AIM: Copy out the entries below, replacing every "integer pixel coordinates" with "whole-number pixel coordinates" and keeping everything else the same.

···

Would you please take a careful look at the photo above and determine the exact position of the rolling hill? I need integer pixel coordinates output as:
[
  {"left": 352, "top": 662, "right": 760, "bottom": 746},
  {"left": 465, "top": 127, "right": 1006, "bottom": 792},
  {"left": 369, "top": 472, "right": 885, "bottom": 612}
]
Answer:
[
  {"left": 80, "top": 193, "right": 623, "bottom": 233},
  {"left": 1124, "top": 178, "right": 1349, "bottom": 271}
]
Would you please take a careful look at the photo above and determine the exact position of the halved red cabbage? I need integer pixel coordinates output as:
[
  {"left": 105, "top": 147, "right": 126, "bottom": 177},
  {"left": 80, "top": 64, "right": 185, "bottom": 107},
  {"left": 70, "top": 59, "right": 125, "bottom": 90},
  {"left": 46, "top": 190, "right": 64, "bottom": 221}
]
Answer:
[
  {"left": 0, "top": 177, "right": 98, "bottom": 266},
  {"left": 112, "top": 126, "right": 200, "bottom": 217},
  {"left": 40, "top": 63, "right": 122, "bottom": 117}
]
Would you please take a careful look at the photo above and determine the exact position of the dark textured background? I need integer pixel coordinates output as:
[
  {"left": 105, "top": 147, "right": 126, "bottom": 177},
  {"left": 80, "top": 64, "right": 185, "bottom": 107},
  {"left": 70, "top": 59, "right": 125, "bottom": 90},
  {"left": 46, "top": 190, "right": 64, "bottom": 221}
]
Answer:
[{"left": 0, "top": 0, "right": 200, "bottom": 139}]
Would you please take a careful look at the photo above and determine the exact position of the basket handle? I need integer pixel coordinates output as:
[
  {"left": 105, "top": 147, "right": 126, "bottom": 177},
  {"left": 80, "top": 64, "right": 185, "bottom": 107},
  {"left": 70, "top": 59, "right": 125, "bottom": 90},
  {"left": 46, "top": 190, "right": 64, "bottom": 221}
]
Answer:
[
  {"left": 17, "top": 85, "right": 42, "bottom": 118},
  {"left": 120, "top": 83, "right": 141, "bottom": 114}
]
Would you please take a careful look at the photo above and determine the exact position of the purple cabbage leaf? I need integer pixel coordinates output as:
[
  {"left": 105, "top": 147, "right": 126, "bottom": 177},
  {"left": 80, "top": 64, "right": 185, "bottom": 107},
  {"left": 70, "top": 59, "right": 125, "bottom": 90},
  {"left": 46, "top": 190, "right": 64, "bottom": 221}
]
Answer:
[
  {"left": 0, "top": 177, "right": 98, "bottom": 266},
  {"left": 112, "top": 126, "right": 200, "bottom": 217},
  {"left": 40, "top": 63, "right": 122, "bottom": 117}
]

···

TASK RESULT:
Would you please take a careful look at the photo above and determine the exact position of the rolling hill? I need whole-number pixel coordinates output as:
[
  {"left": 352, "top": 662, "right": 760, "bottom": 746},
  {"left": 465, "top": 127, "right": 1006, "bottom": 792},
  {"left": 369, "top": 472, "right": 885, "bottom": 612}
]
Answer:
[
  {"left": 80, "top": 193, "right": 623, "bottom": 233},
  {"left": 1124, "top": 178, "right": 1349, "bottom": 271}
]
Would you please take a careful look at the photo above and determine the exact position of the halved red cabbage? I need whole-number pixel coordinates output as:
[
  {"left": 105, "top": 147, "right": 126, "bottom": 177},
  {"left": 80, "top": 64, "right": 185, "bottom": 107},
  {"left": 70, "top": 59, "right": 125, "bottom": 90},
  {"left": 46, "top": 190, "right": 64, "bottom": 221}
]
Answer:
[
  {"left": 0, "top": 177, "right": 98, "bottom": 266},
  {"left": 112, "top": 126, "right": 200, "bottom": 217},
  {"left": 40, "top": 63, "right": 122, "bottom": 117}
]
Would you please take a careful look at the photo above and determine the exact position of the dark textured background? I need whole-number pixel coordinates output as:
[
  {"left": 105, "top": 147, "right": 126, "bottom": 177},
  {"left": 80, "top": 64, "right": 185, "bottom": 107},
  {"left": 70, "top": 59, "right": 125, "bottom": 90},
  {"left": 46, "top": 190, "right": 64, "bottom": 221}
]
Answer:
[{"left": 0, "top": 0, "right": 200, "bottom": 139}]
Would you please take a careful look at the photo above and determine the exact position of the basket handle? I need whole-number pixel coordinates output as:
[
  {"left": 105, "top": 147, "right": 126, "bottom": 177},
  {"left": 80, "top": 64, "right": 185, "bottom": 107},
  {"left": 70, "top": 59, "right": 125, "bottom": 90},
  {"left": 46, "top": 190, "right": 64, "bottom": 221}
]
Answer:
[
  {"left": 17, "top": 85, "right": 42, "bottom": 118},
  {"left": 120, "top": 83, "right": 141, "bottom": 114}
]
Would you please take a careful look at the photo above and determine the exact position of the purple cabbage leaf? I need whole-number pixel coordinates output as:
[
  {"left": 105, "top": 147, "right": 126, "bottom": 177},
  {"left": 80, "top": 64, "right": 185, "bottom": 107},
  {"left": 70, "top": 59, "right": 125, "bottom": 90},
  {"left": 46, "top": 190, "right": 64, "bottom": 221}
]
Answer:
[
  {"left": 0, "top": 177, "right": 98, "bottom": 266},
  {"left": 112, "top": 126, "right": 200, "bottom": 217},
  {"left": 40, "top": 63, "right": 122, "bottom": 117}
]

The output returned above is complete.